Background information
- Origin: Netanya, Israel
- Genres: Hip hop
- Members: Uri Alamo; Ilak Sahalu;

= Strong Black Coffee =

Israeli hip hop duo

Strong Black Coffee (קָפֶה שָׁחֹר חָזָק, Café Shahor Hazak) is an Israeli hip hop duo of Ethiopian origins. The duo was a nominee for the 2015 MTV Europe Music Awards Best Israeli Act award.

==Background==
The duo consists of Uri Alamo and Ilak Sahalu. The two are cousins and come from an Ethiopian Jewish (Beta Israel) family. Ilak Sahalu was born in 1990 in Ethiopia, while Uri Alamo was born in 1992 in Israel. Ilak Sahalu immigrated to Israel from Ethiopia with his family as a 1 year old baby via Operation Solomon. Both were raised in Netanya, Israel, and served in the Israeli military, with Sahalu serving as an officer. The two now live in Hadera, Israel.

==History==
They began experimenting with hip-hop music when they were very young. When they were 16 years old they wrote a song in memory of a soldier. The Israeli telecommunications company Cellcom liked the song and sent them to a recording studio, where Sahalu said they met "some bearded musician who explained to us that this thing has rules. That it's a matter of quarters, a certain beat. We started writing according to that logic, and things really did improve." They were introduced to Israeli musicians, did a rap cover for one singer, and shot a music video of it.

Before becoming a rap star, Sahalu was a first lieutenant, platoon commander, and combat officer in the Nahal Brigade of the Israel Defense Forces. He served his last six months on the Home Front Command, at the Central Command headquarters in Jerusalem.

They went on three performance tours in the United States over three years. Sahalu recalled: "We ... performed in Cincinnati ... and there were 800 people in the audience, most of them black. We sang in Hebrew and they screened an English translation. People were surprised. They didn’t even know there are blacks in Israel." The duo then began to record at a recording studio in Hadera.

== Task item A ==
Say whether each statement agrees with the Strong Black Coffee excerpt: (i) Uri Alamo was born in Ethiopia; (ii) the duo performed in Cincinnati for an audience of 800 people; (iii) the duo won the 2015 MTV Europe Music Awards Best Israeli Act award. For each, answer yes or no and quote the words from the excerpt that settle it.
== Task item B ==
Rewrite the part of the Strong Black Coffee excerpt that begins at the words "Before becoming a" and stops after "headquarters in Jerusalem.", replacing "Nahal Brigade" with "Golani Brigade".

Source data
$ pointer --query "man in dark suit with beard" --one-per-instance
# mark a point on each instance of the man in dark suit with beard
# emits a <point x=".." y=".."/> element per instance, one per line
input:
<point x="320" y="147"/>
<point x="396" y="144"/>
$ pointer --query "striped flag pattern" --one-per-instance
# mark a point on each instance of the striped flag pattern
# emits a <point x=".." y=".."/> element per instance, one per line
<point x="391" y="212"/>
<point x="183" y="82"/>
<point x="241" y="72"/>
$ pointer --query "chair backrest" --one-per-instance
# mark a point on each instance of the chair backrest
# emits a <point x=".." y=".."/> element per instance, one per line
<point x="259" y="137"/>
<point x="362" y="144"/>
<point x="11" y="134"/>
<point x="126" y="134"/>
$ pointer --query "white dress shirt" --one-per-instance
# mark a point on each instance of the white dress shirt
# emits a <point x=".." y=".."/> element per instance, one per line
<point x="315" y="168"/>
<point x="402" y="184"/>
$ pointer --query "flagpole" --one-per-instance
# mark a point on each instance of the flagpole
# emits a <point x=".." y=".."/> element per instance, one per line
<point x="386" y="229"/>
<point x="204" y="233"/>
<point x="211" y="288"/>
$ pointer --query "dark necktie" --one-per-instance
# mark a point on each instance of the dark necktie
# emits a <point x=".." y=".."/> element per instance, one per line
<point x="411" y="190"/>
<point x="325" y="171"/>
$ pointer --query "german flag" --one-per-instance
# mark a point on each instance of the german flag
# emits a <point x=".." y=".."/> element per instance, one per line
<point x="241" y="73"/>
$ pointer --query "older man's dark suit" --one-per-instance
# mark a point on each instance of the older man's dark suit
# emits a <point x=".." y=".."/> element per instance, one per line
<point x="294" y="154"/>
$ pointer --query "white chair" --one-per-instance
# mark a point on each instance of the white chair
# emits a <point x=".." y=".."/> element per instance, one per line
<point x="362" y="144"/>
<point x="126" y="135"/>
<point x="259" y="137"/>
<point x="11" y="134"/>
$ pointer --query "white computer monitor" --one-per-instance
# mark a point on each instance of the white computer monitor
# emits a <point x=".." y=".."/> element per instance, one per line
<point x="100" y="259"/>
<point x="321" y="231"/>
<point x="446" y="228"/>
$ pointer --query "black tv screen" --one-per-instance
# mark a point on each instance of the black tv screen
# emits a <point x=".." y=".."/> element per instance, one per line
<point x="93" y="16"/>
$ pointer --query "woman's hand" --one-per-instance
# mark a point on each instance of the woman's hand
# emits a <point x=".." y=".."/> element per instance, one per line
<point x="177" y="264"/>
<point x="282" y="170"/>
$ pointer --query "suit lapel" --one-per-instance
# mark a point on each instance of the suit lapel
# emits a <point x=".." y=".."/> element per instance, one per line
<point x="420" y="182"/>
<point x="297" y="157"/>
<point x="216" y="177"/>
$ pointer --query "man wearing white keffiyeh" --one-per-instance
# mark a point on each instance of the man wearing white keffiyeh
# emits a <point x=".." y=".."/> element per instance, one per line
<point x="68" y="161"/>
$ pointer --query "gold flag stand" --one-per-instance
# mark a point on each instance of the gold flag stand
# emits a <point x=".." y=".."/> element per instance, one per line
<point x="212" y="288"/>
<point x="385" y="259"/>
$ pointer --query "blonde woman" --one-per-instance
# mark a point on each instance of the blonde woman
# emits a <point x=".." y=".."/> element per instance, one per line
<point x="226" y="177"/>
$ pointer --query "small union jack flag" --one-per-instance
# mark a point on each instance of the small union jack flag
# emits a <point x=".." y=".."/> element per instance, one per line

== Final answer A ==
(i) No: "Uri Alamo was born in 1992 in Israel"
(ii) Yes: "performed in Cincinnati ... and there were 800 people in the audience"
(iii) No: "The duo was a nominee for the 2015 MTV Europe Music Awards Best Israeli Act award"

== Final answer B ==
Before becoming a rap star, Sahalu was a first lieutenant, platoon commander, and combat officer in the Golani Brigade of the Israel Defense Forces. He served his last six months on the Home Front Command, at the Central Command headquarters in Jerusalem.